— start Text excerpt —

Multiple rooms, allowing evaluation of methods at various acoustic conditions, and training of methods with the aim of generalization on different rooms.

The RIRs were collected by staff of TAU between 12/2017 - 06/2018, and between 11/2019 - 1/2020. The data collection received funding from the European Research Council, grant agreement 637422 EVERYSOUND.

NOTE: This database is a work-in-progress. We intend to publish additional rooms, additional formats, and potentially higher-fidelity versions of the captured responses in the near future, as new versions of the database in this repository.

REPORT AND REFERENCE

A compact description of the dataset, recording setup, recording procedure, and extraction can be found in:

Politis., Archontis, Adavanne, Sharath, & Virtanen, Tuomas (2020). A Dataset of Reverberant Spatial Sound Scenes with Moving Sources for Sound Event Localization and Detection. In Proceedings of the Detection and Classification of Acoustic Scenes and Events 2020 Workshop (DCASE2020), Tokyo, Japan.

available here. A more detailed report specifically focusing on the dataset collection and properties will follow.

AIM

The dataset can be used for generating multichannel or monophonic mixtures for testing or training of methods under realistic reverberation conditions, related to e.g. multichannel speech enhancement, acoustic scene analysis, and machine listening, among others. It is especially suitable for the follow application scenarios:

monophonic and multichannal reverberant single- or multi-source speech in multi-room reverberant conditions

monophonic and multichannel polyphonic sound events in multi-room reverberant conditions

single-source and multi-source localization in multi-room reverberant conditions, in static or dynamic scenarios

single-source and multi-source tracking in multi-room reverberant conditions, in static or dynamic scenarios

sound event localization and detection in multi-room reverberant conditions, in static or dynamic scenarios

SPECIFICATIONS

The SRIRs were captured using an Eigenmike spherical microphone array. A Genelec G Three loudspeaker was used to playback a maximum length sequence (MLS) around the Eigenmike. The SRIRs were obtained in the STFT domain using a least-squares regression between the known measurement signal (MLS) and far-field recording independently at each frequency. In this version of the dataset the SRIRs and ambient noise are downsampled to 24kHz for compactness.

The currently published SRIR set was recorded at nine different indoor locations inside the Tampere University campus at Hervanta, Finland. Additionally, 30 minutes of ambient noise recordings were collected at the same locations with the IR recording setup unchanged. SRIR directions and distances differ with the room. Possible azimuths span the whole range of $\phi\in[-180,180)$, while the elevations span approximately a range between $\theta\in[-45,45]$ degrees. The currently shared measured spaces are as follows:

Large open space in underground bomb shelter, with plastic-coated floor and rock walls. Ventilation noise. Circular source trajectory.

Large open gym space. Ambience of people using weights and gym equipment in adjacent rooms. Circular source trajectory.

Small classroom (PB132) with group work tables and carpet flooring. Ventilation noise. Circular source trajectory.

Meeting room (PC226) with hard floor and partially glass walls. Ventilation noise. Circular source trajectory.

Lecture hall (SA203) with inclined floor and rows of desks. Ventilation noise. Linear source trajectory.

Small classroom (SC203) with group work tables and carpet flooring. Ventilation noise. Linear source trajectory.

Large classroom (SE203) with hard floor and rows of desks. Ventilation noise. Linear source trajectory.

— end Text excerpt —
— start Data rows —

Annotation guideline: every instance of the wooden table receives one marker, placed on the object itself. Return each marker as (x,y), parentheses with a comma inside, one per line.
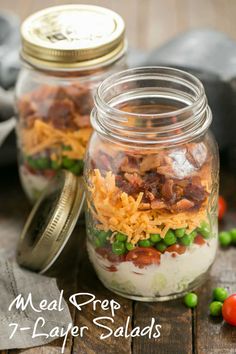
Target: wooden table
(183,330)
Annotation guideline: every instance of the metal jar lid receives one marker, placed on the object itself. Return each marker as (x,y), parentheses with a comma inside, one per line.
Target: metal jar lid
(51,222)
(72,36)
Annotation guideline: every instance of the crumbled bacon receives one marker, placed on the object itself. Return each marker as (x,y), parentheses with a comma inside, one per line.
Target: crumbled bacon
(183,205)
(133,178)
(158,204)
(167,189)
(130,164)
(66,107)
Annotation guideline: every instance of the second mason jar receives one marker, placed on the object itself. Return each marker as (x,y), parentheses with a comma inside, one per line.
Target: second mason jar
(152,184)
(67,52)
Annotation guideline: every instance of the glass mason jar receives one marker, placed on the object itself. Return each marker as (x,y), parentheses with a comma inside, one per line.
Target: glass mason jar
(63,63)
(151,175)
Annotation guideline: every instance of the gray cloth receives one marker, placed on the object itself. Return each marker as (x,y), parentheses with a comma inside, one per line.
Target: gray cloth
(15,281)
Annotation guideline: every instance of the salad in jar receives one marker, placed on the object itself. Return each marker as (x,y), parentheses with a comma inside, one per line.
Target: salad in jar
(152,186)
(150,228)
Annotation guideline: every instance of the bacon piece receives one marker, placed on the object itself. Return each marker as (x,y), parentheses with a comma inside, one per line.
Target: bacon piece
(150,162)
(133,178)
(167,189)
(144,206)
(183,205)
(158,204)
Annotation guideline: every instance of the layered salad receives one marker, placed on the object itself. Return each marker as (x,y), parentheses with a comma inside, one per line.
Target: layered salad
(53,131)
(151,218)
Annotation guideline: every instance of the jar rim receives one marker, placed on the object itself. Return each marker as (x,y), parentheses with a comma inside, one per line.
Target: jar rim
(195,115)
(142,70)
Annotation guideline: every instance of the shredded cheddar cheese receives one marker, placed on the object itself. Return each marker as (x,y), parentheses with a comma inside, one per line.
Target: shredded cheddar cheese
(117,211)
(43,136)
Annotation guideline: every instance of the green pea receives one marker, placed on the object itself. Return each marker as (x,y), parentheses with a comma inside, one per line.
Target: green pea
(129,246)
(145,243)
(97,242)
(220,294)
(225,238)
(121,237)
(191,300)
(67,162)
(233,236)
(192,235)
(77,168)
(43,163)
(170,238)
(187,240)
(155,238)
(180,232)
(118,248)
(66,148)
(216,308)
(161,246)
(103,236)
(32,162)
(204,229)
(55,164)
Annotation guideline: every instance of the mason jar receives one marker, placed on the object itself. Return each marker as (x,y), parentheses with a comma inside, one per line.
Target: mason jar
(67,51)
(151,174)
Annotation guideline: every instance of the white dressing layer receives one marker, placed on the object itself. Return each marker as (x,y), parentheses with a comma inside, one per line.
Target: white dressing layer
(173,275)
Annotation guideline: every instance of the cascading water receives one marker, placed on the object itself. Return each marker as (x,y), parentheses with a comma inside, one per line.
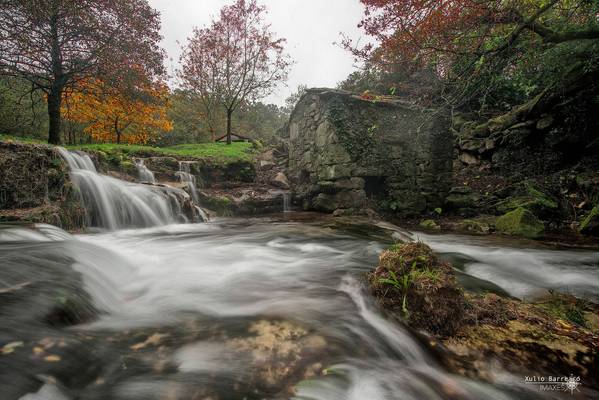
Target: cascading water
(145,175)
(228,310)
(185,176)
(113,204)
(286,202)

— end Data rows —
— start Data rows —

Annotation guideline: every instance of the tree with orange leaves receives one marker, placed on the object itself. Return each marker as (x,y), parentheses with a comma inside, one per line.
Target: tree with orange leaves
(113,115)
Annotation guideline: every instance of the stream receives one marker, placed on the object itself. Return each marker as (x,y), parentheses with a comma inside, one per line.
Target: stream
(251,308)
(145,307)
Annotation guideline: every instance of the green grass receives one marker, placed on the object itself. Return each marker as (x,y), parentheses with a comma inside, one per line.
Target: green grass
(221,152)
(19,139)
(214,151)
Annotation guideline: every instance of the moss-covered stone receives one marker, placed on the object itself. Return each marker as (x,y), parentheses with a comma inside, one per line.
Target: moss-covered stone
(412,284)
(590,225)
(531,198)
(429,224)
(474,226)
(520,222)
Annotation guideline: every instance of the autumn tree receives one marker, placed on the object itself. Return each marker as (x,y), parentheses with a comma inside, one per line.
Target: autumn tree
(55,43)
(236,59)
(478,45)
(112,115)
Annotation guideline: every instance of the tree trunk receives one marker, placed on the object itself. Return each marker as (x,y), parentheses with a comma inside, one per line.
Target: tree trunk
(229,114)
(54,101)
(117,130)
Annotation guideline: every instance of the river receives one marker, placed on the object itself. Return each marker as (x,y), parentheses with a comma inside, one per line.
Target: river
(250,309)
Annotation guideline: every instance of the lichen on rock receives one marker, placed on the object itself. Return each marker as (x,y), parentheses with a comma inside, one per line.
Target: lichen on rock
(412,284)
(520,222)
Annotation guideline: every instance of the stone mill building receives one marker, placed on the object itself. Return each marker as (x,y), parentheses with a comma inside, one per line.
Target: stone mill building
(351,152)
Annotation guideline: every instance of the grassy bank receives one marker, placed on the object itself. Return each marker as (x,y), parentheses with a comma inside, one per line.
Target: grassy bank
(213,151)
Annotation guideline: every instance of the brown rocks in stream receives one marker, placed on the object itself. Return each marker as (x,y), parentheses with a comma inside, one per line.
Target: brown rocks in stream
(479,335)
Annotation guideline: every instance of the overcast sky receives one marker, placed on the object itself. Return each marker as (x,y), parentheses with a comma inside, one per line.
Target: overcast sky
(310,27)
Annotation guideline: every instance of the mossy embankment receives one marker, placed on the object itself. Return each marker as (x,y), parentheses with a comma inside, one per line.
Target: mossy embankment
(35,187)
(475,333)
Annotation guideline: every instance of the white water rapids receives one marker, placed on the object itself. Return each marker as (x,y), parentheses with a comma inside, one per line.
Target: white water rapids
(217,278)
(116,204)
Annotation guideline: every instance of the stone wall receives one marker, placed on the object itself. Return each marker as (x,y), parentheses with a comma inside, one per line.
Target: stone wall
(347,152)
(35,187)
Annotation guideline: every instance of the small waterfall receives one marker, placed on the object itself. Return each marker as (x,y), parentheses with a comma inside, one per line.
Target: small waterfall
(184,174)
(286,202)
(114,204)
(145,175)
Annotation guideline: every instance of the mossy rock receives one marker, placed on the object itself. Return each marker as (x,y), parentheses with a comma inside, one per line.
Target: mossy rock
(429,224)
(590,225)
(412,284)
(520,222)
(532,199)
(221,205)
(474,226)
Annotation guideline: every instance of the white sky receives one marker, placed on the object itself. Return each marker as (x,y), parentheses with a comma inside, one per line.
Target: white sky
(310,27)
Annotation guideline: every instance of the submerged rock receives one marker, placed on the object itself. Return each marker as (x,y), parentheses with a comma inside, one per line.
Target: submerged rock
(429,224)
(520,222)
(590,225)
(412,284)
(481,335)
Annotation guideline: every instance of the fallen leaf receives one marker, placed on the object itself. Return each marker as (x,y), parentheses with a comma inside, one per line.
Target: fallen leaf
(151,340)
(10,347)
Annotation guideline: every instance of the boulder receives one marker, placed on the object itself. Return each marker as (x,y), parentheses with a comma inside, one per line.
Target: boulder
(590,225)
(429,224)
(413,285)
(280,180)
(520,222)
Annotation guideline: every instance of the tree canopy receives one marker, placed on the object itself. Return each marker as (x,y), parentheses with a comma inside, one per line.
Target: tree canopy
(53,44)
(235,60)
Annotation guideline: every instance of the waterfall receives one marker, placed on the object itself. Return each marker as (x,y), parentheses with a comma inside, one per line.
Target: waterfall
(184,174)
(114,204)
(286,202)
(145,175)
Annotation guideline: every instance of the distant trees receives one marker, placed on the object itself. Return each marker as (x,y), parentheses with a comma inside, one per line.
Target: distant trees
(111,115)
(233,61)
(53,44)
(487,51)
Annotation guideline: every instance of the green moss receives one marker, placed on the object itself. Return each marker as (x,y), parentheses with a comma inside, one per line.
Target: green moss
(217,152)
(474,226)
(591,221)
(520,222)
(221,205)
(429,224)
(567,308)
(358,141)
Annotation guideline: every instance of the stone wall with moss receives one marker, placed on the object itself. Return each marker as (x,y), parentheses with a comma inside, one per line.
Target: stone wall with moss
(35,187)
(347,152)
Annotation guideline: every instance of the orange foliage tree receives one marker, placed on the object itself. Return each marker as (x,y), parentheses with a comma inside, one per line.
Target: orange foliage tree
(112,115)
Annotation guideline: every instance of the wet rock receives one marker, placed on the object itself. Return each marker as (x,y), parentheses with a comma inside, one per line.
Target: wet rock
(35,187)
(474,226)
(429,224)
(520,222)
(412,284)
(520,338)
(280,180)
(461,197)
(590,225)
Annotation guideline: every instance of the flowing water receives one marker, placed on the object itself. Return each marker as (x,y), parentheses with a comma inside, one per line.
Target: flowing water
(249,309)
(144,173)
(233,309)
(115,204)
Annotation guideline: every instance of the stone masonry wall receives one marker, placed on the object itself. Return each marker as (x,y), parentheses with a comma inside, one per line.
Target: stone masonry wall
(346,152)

— end Data rows —
— start Data rows —

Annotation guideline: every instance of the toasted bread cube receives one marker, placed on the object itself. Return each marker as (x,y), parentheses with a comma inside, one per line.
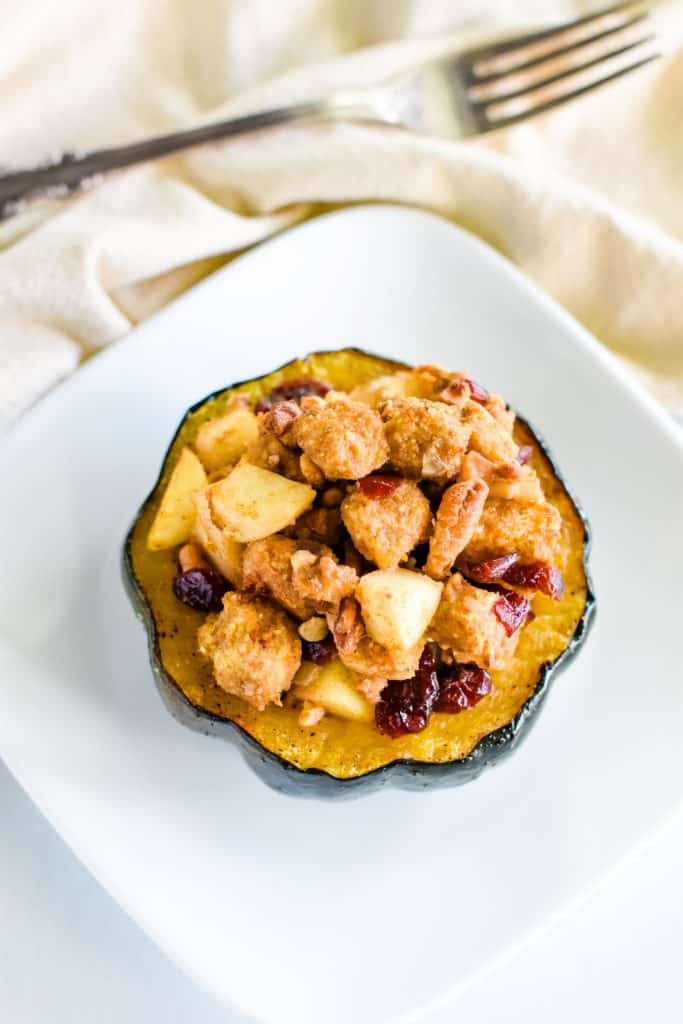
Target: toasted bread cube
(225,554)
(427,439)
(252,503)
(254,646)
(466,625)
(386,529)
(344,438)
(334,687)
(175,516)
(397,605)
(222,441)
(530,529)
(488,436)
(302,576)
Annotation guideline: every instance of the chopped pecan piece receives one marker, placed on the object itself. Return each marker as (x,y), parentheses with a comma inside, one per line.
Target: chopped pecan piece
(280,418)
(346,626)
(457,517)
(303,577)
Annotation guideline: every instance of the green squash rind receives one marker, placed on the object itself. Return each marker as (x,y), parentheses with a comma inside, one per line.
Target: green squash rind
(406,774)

— end Data rows —

• _Objective_: Could you update the stretch of the dataset description from "Large open gym" through "flooring. Ventilation noise. Linear source trajectory." by replacing "inclined floor" with "sloped floor"?

• _Complete output_:
Large open gym space. Ambience of people using weights and gym equipment in adjacent rooms. Circular source trajectory.

Small classroom (PB132) with group work tables and carpet flooring. Ventilation noise. Circular source trajectory.

Meeting room (PC226) with hard floor and partially glass walls. Ventilation noise. Circular source trajectory.

Lecture hall (SA203) with sloped floor and rows of desks. Ventilation noise. Linear source trajectory.

Small classroom (SC203) with group work tables and carpet flooring. Ventilation noise. Linear source trajectory.